Work to complete
The records below are to be set down again exactly, with the pictures left out.

Segment Open

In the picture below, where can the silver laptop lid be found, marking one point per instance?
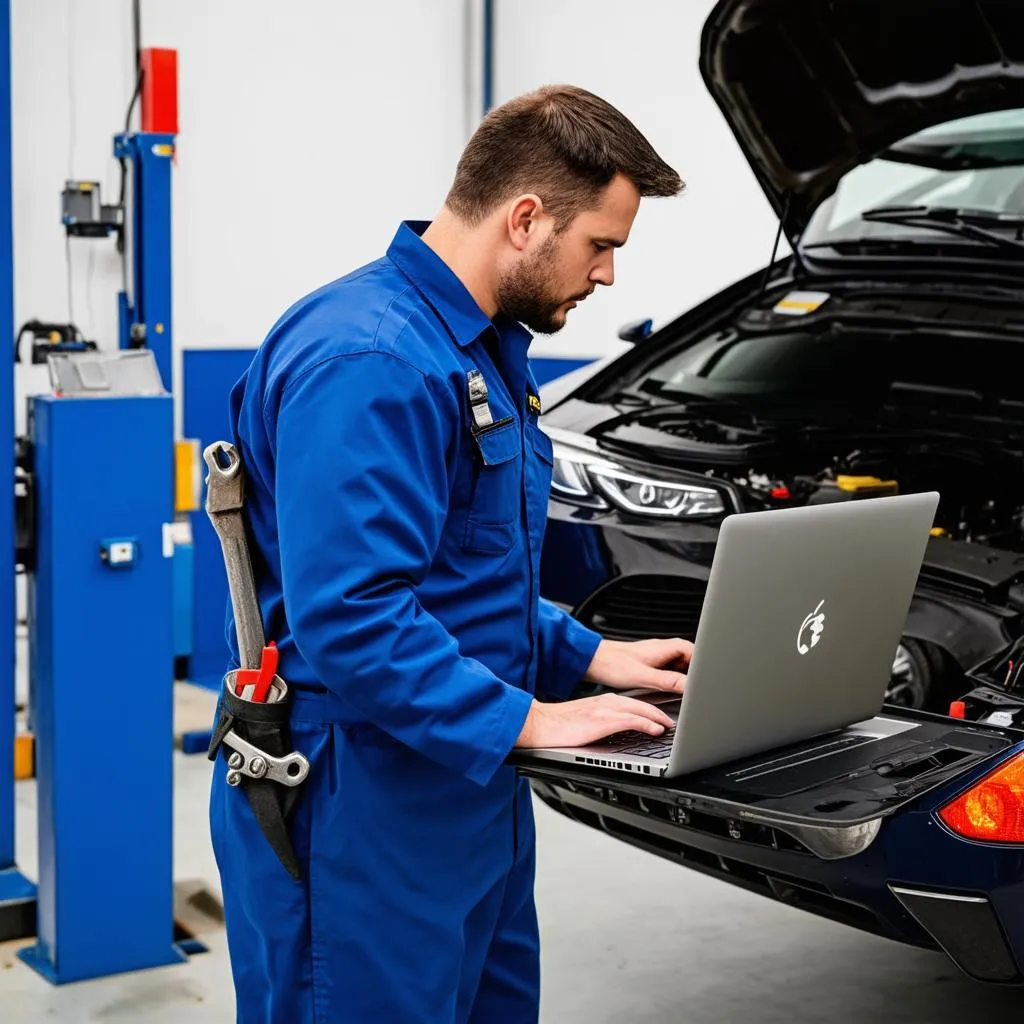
(804, 611)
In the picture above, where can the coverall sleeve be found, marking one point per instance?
(565, 650)
(361, 494)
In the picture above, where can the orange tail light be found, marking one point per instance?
(993, 808)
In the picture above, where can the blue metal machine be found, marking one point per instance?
(101, 592)
(17, 904)
(102, 711)
(145, 315)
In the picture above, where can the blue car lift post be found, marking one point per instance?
(100, 626)
(17, 894)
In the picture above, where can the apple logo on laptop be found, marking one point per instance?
(814, 625)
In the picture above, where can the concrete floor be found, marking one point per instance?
(627, 937)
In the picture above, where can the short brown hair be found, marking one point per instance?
(561, 142)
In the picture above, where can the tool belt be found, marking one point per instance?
(251, 733)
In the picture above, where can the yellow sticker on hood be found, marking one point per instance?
(801, 303)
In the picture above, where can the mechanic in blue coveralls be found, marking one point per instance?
(395, 526)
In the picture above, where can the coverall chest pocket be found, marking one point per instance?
(493, 518)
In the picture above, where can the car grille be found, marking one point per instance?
(635, 607)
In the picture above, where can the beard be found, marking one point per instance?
(527, 293)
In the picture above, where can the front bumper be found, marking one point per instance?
(909, 879)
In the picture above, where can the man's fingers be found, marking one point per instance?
(672, 651)
(646, 711)
(662, 679)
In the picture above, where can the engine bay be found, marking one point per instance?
(836, 413)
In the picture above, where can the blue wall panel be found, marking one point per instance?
(6, 464)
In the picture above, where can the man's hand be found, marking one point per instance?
(648, 665)
(577, 723)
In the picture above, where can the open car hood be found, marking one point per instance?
(812, 88)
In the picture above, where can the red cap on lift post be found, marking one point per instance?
(160, 91)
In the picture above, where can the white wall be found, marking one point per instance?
(642, 57)
(307, 131)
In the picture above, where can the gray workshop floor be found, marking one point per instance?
(627, 938)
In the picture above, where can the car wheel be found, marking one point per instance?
(916, 675)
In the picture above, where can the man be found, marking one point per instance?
(395, 511)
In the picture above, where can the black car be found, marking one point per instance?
(885, 354)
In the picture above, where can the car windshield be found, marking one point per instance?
(973, 163)
(834, 364)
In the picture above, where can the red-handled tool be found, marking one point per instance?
(259, 679)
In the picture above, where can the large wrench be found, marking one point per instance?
(224, 499)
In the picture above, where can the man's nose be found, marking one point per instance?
(604, 271)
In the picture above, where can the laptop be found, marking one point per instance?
(804, 612)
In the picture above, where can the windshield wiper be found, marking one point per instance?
(967, 223)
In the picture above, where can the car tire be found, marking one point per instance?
(920, 678)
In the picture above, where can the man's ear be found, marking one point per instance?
(523, 219)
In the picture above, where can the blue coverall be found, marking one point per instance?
(396, 555)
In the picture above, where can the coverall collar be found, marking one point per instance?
(442, 289)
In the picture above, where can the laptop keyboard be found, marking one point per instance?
(633, 741)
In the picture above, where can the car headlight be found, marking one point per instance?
(585, 476)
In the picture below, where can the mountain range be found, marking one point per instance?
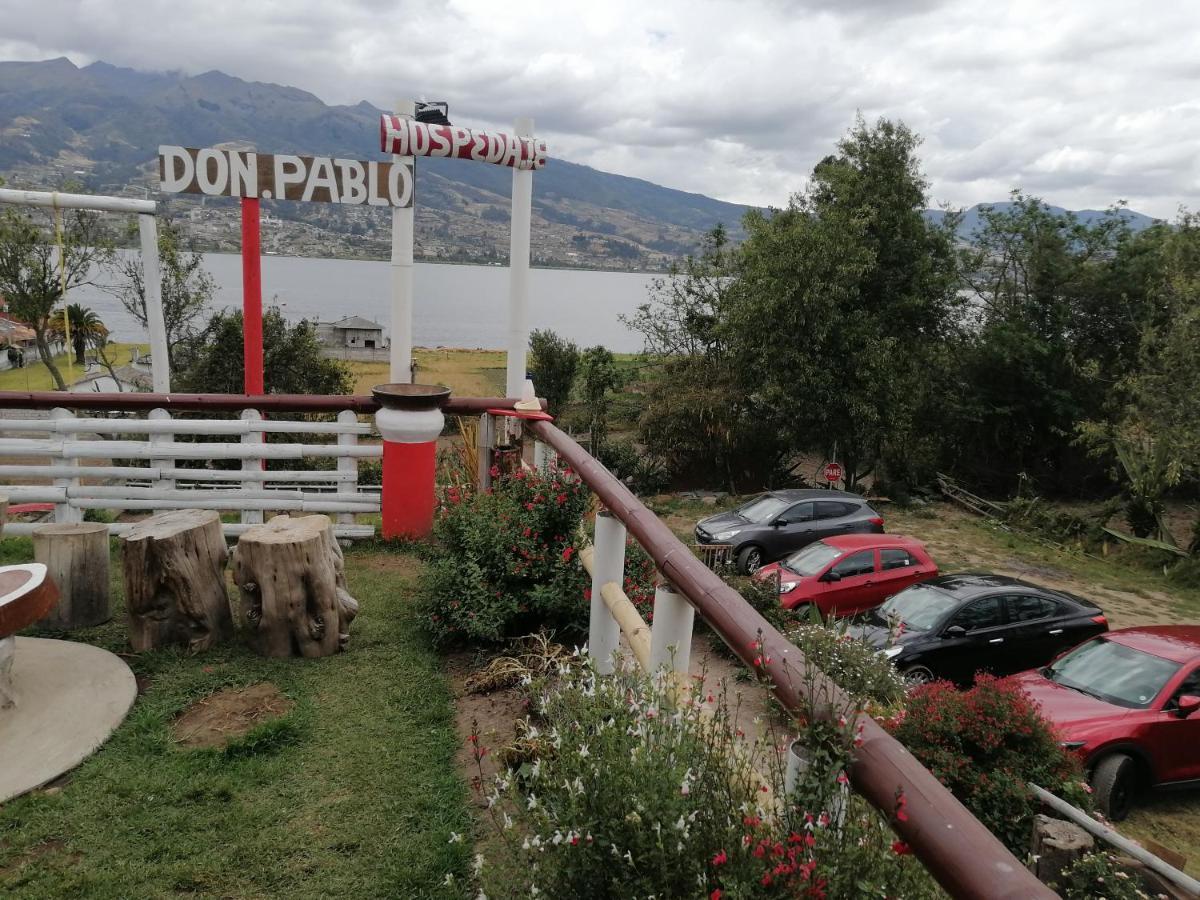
(101, 125)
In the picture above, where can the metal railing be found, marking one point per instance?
(965, 858)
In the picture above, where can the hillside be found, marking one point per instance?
(101, 125)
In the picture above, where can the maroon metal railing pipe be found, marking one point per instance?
(965, 858)
(228, 402)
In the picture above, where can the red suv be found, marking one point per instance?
(1127, 702)
(850, 573)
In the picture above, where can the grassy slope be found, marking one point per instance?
(357, 798)
(36, 377)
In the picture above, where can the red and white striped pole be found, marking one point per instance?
(409, 420)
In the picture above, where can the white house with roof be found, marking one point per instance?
(353, 333)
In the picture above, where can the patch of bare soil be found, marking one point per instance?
(228, 714)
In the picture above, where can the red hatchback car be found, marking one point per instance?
(1128, 702)
(850, 573)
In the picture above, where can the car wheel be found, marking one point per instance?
(750, 559)
(917, 676)
(1115, 783)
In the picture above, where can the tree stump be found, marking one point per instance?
(174, 581)
(76, 557)
(292, 580)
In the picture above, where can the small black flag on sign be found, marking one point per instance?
(432, 112)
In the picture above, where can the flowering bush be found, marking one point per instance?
(1097, 875)
(505, 562)
(623, 793)
(987, 744)
(853, 666)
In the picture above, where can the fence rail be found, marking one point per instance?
(965, 858)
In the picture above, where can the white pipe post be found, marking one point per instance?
(671, 631)
(607, 565)
(151, 277)
(519, 270)
(401, 348)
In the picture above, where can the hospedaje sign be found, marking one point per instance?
(285, 177)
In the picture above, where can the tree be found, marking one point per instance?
(186, 289)
(552, 363)
(844, 301)
(292, 359)
(597, 379)
(84, 325)
(35, 276)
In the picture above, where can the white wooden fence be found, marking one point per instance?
(161, 484)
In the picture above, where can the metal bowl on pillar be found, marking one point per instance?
(409, 419)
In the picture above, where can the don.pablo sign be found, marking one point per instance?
(285, 177)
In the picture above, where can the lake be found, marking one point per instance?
(454, 305)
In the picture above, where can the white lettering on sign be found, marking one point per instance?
(285, 177)
(407, 137)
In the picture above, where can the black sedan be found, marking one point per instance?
(777, 523)
(955, 625)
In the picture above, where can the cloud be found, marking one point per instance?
(1084, 102)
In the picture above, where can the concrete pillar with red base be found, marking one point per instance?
(409, 420)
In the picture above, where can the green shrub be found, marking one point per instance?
(857, 669)
(985, 745)
(505, 562)
(629, 796)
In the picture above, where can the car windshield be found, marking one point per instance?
(918, 607)
(763, 509)
(813, 558)
(1114, 672)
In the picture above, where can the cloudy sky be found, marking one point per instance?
(1083, 102)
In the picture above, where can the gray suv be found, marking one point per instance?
(775, 523)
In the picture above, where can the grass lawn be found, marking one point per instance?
(352, 793)
(36, 377)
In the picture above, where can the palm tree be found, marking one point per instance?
(87, 329)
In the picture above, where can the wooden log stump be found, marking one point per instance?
(174, 581)
(76, 557)
(292, 580)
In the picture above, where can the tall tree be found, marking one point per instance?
(37, 269)
(552, 364)
(186, 288)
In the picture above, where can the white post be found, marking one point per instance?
(401, 348)
(607, 564)
(251, 516)
(519, 270)
(64, 513)
(161, 438)
(671, 633)
(160, 366)
(347, 465)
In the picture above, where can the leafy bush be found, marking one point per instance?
(627, 795)
(985, 745)
(853, 666)
(505, 562)
(1097, 875)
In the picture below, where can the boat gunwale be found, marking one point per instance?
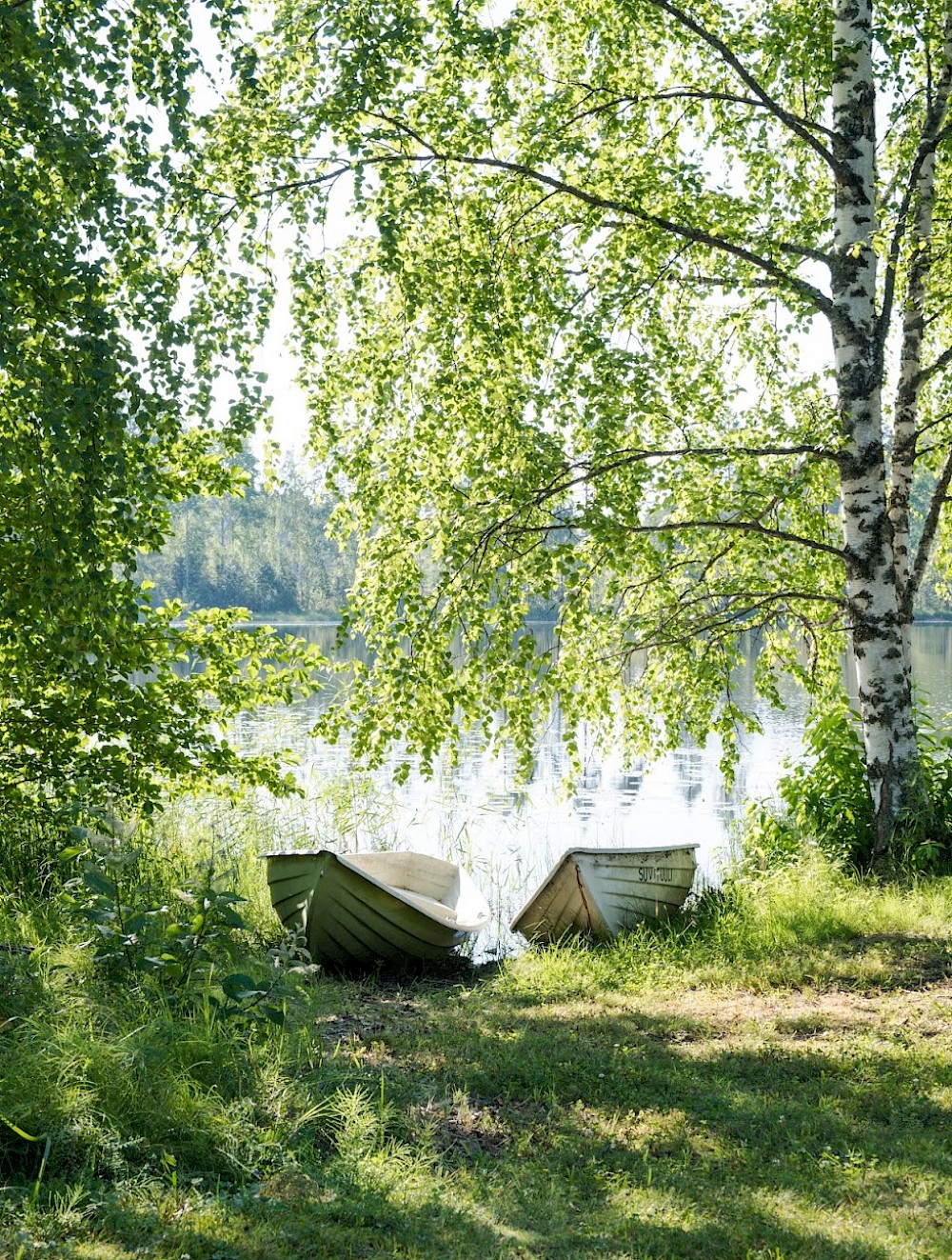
(601, 850)
(406, 896)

Segment Closed

Output below
In the picture below, where can the silver laptop lid be found, marking one point per instance?
(804, 611)
In the picture above, where can the coverall sleeve be found, marking one point per instance?
(565, 650)
(361, 494)
In the picture above, where can the orange tail light be found, marking one point per instance?
(993, 808)
In the picture above, where can the blue metal machine be found, marking one point per instance?
(101, 592)
(17, 904)
(102, 711)
(145, 315)
In the picture above, where can the blue car lift post be found, marking one point per instance?
(100, 626)
(17, 894)
In the picture above, where can the apple logo on laptop be found, marking one point per instance?
(814, 625)
In the picture above, where can the concrete floor be found, marking one point per instance?
(627, 937)
In the picture above, where can the short brown hair be found, marking one point per instance?
(561, 142)
In the picture above, where can the tool belt be found, marking one point per instance?
(251, 733)
In the picture above, where can the yellow sticker on hood be found, marking one point per instance?
(801, 303)
In the picture above, where can the mechanic in blue coveralls be found, marking one point per instance?
(395, 526)
In the picture above, where can the coverall chest pocket be found, marking one point per instance?
(493, 518)
In the picture above, where can the car grille be found, marking one point per instance?
(635, 607)
In the picture above, where can the beard be found, marking one point per instance?
(527, 293)
In the picture above, where can the front bumper be found, marking one point per instance?
(909, 879)
In the picture above, where can the man's fingers be found, marking one point per instance?
(672, 651)
(646, 711)
(662, 679)
In the picture above, where can the engine bay be found, marking one point per instance?
(836, 413)
In the picture above, where can the blue wall panel be found, marking one point per instance?
(6, 464)
In the picture above, where can the man's hand be found, marking one point per instance?
(648, 665)
(577, 723)
In the picture above, where can the open car hood be found, marking one point per instance?
(812, 88)
In the picture above, where can the red cap on lift post be found, marking one point per instance?
(160, 91)
In the picture above, where can the white wall be found, marking one point per instance?
(642, 57)
(307, 131)
In the picture above, where can the gray workshop floor be found, marking one point per instance?
(627, 938)
In the picture above, where can the car wheel be found, marking one point per instance?
(916, 675)
In the picture above, where can the man be found, marking one point per instance?
(395, 511)
In the picture above, where can the black car be found, marking one point per instance?
(885, 354)
In the picture above, where can the car windshield be found, marking one point per instance?
(973, 163)
(834, 364)
In the picture above, where can the red-handled tool be found, marking one point per instance?
(259, 679)
In the picture above, where can the large wrench be found, marking one point per instance?
(224, 499)
In the picture above, where can the man's nose be found, marking one point per instance?
(604, 271)
In the picture above, where can the laptop be found, marking one point per instance?
(804, 612)
In the picture above, where can the windshield wiper be found, marking one point per instance?
(967, 223)
In the picture above, where can the car tire be found, marking one point per instance?
(920, 678)
In the picture above, where can the man's ear be found, marking one point per instance?
(523, 219)
In the picture above, where can the blue coverall be found, marking one point per instance?
(396, 555)
In the picture above, where can the coverall collar be found, marking one point per instance?
(442, 289)
In the picture above, where can the laptop keyboard be found, marking one point per instance?
(633, 741)
In the picture above, where can the car headlight be found, marking one point per instance?
(585, 476)
In the picture below, where can the mountain range be found, marking one point per instance?
(101, 125)
In the picture above, where can the metal railing be found, marking one point per instance?
(965, 858)
In the picture above, where can the hillside be found, marking one point per instance?
(101, 125)
In the picture above, where can the maroon metal railing pipe be found, marking one point per instance?
(965, 858)
(228, 402)
In the picture above, where can the red suv be found, marking one point per instance?
(1127, 702)
(850, 573)
In the picture above, where can the grassy slope be found, marking one point per instance?
(357, 798)
(36, 377)
In the picture above, where can the red and white striped pole be found, marking one point per instance?
(409, 420)
In the picture above, where can the white house with roof be found, marking one point per instance?
(353, 333)
In the picture above, where can the patch of bare soil be found, marking one point per instance?
(228, 714)
In the picture above, where can the red hatchback car be found, marking one point per instance?
(1128, 702)
(850, 573)
In the picture above, where can the car wheel be found, marking one point per instance?
(750, 559)
(917, 676)
(1115, 783)
In the picture above, where can the tree stump be found, marking one point per instance?
(174, 581)
(76, 557)
(292, 580)
In the picture above, where can the small black flag on sign be found, marking one point per instance?
(432, 112)
In the picture above, where can the flowering bush be found, marking one point per instance?
(1097, 875)
(505, 562)
(623, 793)
(987, 744)
(853, 666)
In the picture above, where can the fence rail be found, marking one point per instance?
(965, 858)
In the picture above, where can the white pipe post be found, marking one point per instance?
(671, 631)
(607, 565)
(151, 277)
(519, 270)
(401, 348)
In the picture above, where can the hospedaje sign be found, marking one point per instance?
(285, 177)
In the picture above, where can the tree be found, marking one point per instance?
(186, 289)
(552, 363)
(844, 301)
(292, 359)
(597, 379)
(84, 325)
(35, 276)
In the picture above, where can the white wooden fence be found, marking one point per instance?
(161, 484)
In the picture above, where can the metal bowl on pillar be found, marking one point per instance?
(409, 419)
In the picture above, where can the don.pablo sign be found, marking one point per instance?
(285, 177)
In the picture above, where can the lake be found, marking one point per instance?
(454, 305)
In the picture above, where can the white lettering on sign be found, marking one point per instance?
(285, 177)
(407, 137)
In the picture above, where can the black sedan be found, marking one point per instance?
(777, 523)
(955, 625)
In the picture above, where can the cloud be found, marking one point per instance?
(1084, 102)
In the picture above, where can the concrete pillar with red base be found, marking one point per instance?
(409, 420)
In the picture above, where can the green shrub be found, marking one point per instance?
(857, 669)
(985, 745)
(505, 562)
(629, 796)
In the picture above, where can the car windshield be found, marking one point per instance?
(918, 607)
(763, 509)
(813, 558)
(1114, 672)
In the picture above, where can the cloudy sky be found, marking one point per instance?
(1083, 102)
In the picture above, where can the gray suv be found, marking one point per instance?
(775, 523)
In the picture above, where can the grass lawn be found, marking one point per instance?
(352, 793)
(36, 377)
In the picture above, where can the palm tree be found, marking one point per instance?
(87, 329)
In the picture above, where can the wooden log stump be found, marking one point per instance?
(174, 581)
(76, 557)
(292, 580)
In the picture above, where can the tall tree be found, marking one point per instance?
(37, 269)
(552, 364)
(186, 288)
In the picture above, where can the white post be found, marking one point per instance?
(401, 348)
(607, 564)
(251, 516)
(519, 270)
(64, 513)
(161, 438)
(671, 633)
(160, 366)
(347, 465)
In the picture above, where can the leafy bush be found, marking one point per instance?
(627, 795)
(985, 745)
(853, 666)
(505, 562)
(1097, 875)
In the picture below, where can the boat gunwale be found, marking one point per instance?
(601, 850)
(406, 896)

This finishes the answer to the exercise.